→ Reading text:
-------

API:Search and discovery
This page is part of the MediaWiki Action API documentation. |
MediaWiki, its extensions, and its sibling projects hold tremendous potential for knowledge discovery through search. The Search Platform team maintains the mechanisms, tools, and services for doing so.
Users can find information in MediaWiki by looking it up directly, and in Wikidata by reading Help:Navigating Wikidata.
MediaWiki
editThe MediaWiki API has several search-related modules.
You can make requests and view generated help at any wiki's /w/api.php
entry point, or fill in API request parameters at Special:ApiSandbox.
Search modules
edit- action=opensearch
- See API:Opensearch . Returns search results in OpenSearch format, each with Extension:TextExtracts on Wikimedia projects. View generated API help
- action=languagesearch
- Search for language names in any script. View generated API help
Query list submodules
editThese Query submodules return a list of wiki pages matching the search criteria, and some return additional information about each page. Furthermore, you can use each as a generator to provide many other Properties of the set of returned pages, such as a lead image, snippet, and/or page description.
- action=query list=prefixsearch
- Retrieves wiki page titles with the given prefix. See the showcase article Page info in search results. See module documentation for API:Prefixsearch and View generated API help.
- action=query list=search
- Uses the wiki search engine to find matching pages. On Wikimedia wikis it provides search results from CirrusSearch, returning typical search result information such as text snippets and page size. See module documentation for API:Search and View generated API help
- action=query list=geosearch
- If the GeoData extension is installed on the wiki, then this returns wiki pages near a location, with their geographical information. See the showcase article Showing nearby wiki information, module documentation for geosearch, and View generated API help.
Clients
editCommand line
editFrom the command line you can query the API using cURL to make the API request, then use jq to parse the JSON response.
For example, let's try looking up item Richard Feynman (Q39246) on Wikidata, and request its English-language label:
$ URL='https://www.wikidata.org/w/api.php?action=wbgetentities&ids=Q39246&format=json'
$ curl -s $URL | jq '.entities[].labels.en.value'
"Richard Feynman"
$ curl -s $URL | jq '.entities[].claims|length'
55
We find that Q39246 is the Wikidata identifier for the item with English label "Richard Feynman", and that there are 55 claims made about him.
JavaScript
editTo write a MediaWiki API client in JavaScript, all that's needed is a JSONP handler. Many libraries (e.g. jQuery) include JSONP clients, or one can be written independently.
Within the MediaWiki ecosystem, jQuery can be used directly:
$.ajax({
url: '//www.wikidata.org/w/api.php',
data: { action: 'wbgetentities', ids: mw.config.get('wgWikibaseItemId'), format: 'json' },
dataType: 'jsonp',
success: function (x) {
console.log('wb label', x.entities.Q39246.labels.en.value);
console.log('wb description', x.entities.Q39246.descriptions.en.value);
}
});
This uses jQuery's $.ajax()

-------

→ Data supplied:
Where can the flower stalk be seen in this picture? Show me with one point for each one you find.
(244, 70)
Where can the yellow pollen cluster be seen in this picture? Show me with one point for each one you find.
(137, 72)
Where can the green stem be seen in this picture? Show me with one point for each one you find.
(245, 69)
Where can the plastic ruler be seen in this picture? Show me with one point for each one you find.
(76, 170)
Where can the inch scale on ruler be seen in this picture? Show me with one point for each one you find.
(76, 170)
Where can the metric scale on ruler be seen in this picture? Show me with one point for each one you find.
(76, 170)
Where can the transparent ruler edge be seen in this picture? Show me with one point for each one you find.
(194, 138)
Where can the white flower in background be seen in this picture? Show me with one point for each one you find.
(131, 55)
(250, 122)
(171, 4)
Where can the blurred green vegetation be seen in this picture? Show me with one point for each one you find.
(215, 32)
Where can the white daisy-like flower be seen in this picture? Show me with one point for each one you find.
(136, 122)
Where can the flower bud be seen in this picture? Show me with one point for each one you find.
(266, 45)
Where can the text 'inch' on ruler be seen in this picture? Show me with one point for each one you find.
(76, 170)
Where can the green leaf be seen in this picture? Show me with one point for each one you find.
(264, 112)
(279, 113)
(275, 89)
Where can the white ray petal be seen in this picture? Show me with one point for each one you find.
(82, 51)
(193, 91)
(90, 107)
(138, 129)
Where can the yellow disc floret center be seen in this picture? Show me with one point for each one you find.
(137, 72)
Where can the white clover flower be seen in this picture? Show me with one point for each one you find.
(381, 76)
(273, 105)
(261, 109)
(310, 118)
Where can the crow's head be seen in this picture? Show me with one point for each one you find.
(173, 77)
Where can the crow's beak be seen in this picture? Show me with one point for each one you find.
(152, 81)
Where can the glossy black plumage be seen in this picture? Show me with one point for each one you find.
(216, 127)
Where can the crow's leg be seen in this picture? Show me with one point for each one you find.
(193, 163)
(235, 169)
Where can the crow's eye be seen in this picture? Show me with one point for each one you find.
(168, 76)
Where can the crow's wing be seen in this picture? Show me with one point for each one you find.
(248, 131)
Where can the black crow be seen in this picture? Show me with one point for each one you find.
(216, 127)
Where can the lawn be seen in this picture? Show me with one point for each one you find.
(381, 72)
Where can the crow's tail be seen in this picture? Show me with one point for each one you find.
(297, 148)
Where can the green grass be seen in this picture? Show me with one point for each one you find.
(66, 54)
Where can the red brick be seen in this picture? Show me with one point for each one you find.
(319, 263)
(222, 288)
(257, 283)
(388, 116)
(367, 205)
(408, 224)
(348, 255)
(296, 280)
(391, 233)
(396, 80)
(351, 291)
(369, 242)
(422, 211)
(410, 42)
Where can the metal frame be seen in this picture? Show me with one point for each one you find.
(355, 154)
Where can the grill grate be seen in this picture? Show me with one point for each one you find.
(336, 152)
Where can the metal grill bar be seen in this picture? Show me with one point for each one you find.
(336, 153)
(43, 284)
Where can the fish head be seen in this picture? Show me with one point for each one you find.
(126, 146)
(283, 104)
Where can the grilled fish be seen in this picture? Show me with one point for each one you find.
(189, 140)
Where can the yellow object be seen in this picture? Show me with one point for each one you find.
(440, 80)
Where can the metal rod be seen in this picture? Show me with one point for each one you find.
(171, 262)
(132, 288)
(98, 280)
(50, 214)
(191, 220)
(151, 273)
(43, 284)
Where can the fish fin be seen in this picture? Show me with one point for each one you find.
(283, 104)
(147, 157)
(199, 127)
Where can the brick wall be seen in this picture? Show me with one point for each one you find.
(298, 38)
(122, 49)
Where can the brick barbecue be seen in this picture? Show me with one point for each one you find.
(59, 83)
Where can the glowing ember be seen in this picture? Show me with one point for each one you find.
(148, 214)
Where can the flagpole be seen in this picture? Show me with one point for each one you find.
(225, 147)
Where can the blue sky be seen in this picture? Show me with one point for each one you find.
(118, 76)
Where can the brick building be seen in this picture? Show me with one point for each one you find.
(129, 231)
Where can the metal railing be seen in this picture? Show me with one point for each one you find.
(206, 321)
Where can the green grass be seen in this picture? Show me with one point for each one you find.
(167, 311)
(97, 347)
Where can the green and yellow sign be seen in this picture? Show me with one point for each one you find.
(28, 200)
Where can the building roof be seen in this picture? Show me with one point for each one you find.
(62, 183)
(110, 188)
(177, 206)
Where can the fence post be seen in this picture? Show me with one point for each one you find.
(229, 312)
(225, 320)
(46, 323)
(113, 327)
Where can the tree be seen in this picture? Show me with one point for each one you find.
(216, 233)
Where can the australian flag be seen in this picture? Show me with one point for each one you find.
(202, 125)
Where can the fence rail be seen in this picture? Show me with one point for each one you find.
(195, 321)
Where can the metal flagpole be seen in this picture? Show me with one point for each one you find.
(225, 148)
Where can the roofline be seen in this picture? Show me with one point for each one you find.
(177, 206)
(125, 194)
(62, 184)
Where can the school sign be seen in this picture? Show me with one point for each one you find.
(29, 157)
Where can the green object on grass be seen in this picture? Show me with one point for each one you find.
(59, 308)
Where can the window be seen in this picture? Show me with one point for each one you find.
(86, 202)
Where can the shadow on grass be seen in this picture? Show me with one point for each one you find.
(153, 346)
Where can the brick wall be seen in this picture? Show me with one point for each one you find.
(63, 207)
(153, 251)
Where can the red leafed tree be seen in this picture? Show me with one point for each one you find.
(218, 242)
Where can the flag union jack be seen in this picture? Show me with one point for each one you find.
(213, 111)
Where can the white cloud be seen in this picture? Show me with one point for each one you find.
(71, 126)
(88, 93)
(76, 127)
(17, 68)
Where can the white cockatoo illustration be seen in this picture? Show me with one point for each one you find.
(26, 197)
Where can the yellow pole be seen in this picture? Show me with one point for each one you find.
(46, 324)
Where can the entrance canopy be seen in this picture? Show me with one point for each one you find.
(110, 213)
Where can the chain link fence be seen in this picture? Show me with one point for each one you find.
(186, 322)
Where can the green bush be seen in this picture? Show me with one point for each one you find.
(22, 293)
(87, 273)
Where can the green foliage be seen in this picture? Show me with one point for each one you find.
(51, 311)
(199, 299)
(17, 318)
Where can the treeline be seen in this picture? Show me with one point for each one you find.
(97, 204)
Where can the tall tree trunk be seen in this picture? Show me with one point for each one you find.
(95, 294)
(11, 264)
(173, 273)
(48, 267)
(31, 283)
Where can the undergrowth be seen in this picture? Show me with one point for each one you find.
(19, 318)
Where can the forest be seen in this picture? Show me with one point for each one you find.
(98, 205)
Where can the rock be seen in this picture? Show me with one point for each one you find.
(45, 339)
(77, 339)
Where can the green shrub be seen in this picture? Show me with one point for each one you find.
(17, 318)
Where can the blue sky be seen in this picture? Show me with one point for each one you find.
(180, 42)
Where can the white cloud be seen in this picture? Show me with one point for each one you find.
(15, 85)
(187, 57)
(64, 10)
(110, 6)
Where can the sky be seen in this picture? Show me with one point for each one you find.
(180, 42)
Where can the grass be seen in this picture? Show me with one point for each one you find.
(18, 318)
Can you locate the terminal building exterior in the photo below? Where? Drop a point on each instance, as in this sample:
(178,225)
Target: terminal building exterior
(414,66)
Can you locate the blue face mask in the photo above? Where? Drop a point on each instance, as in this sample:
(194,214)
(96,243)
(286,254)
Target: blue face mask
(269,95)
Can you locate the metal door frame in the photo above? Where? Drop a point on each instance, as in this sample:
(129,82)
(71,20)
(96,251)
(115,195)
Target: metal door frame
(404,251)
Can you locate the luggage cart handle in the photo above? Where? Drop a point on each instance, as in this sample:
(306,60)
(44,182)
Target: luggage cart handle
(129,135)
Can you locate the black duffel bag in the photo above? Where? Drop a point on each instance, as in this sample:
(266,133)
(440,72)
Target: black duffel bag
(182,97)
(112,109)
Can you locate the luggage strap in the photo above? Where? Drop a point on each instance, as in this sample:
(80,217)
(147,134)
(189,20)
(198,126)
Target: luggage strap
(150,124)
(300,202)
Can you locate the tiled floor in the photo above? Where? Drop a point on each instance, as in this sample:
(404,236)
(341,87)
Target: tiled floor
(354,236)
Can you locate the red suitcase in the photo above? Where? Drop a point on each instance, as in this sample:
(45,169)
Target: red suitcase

-------

→ Given exercise A:
In the search and discovery text, translate this sentence into Spanish: "From the command line you can query the API using cURL to make the API request, then use jq to parse the JSON response."
→ Given exercise B:
Copy the passage of the search and discovery text starting at "Users can find" and ending at "parameters at Special:ApiSandbox.".

→ Right answer A:
Desde la línea de comandos se puede consultar la API usando cURL para hacer la solicitud a la API y luego usar jq para analizar la respuesta JSON.

→ Right answer B:
Users can find information in MediaWiki by looking it up directly, and in Wikidata by reading Help:Navigating Wikidata.
MediaWiki
editThe MediaWiki API has several search-related modules.
You can make requests and view generated help at any wiki's /w/api.php
entry point, or fill in API request parameters at Special:ApiSandbox.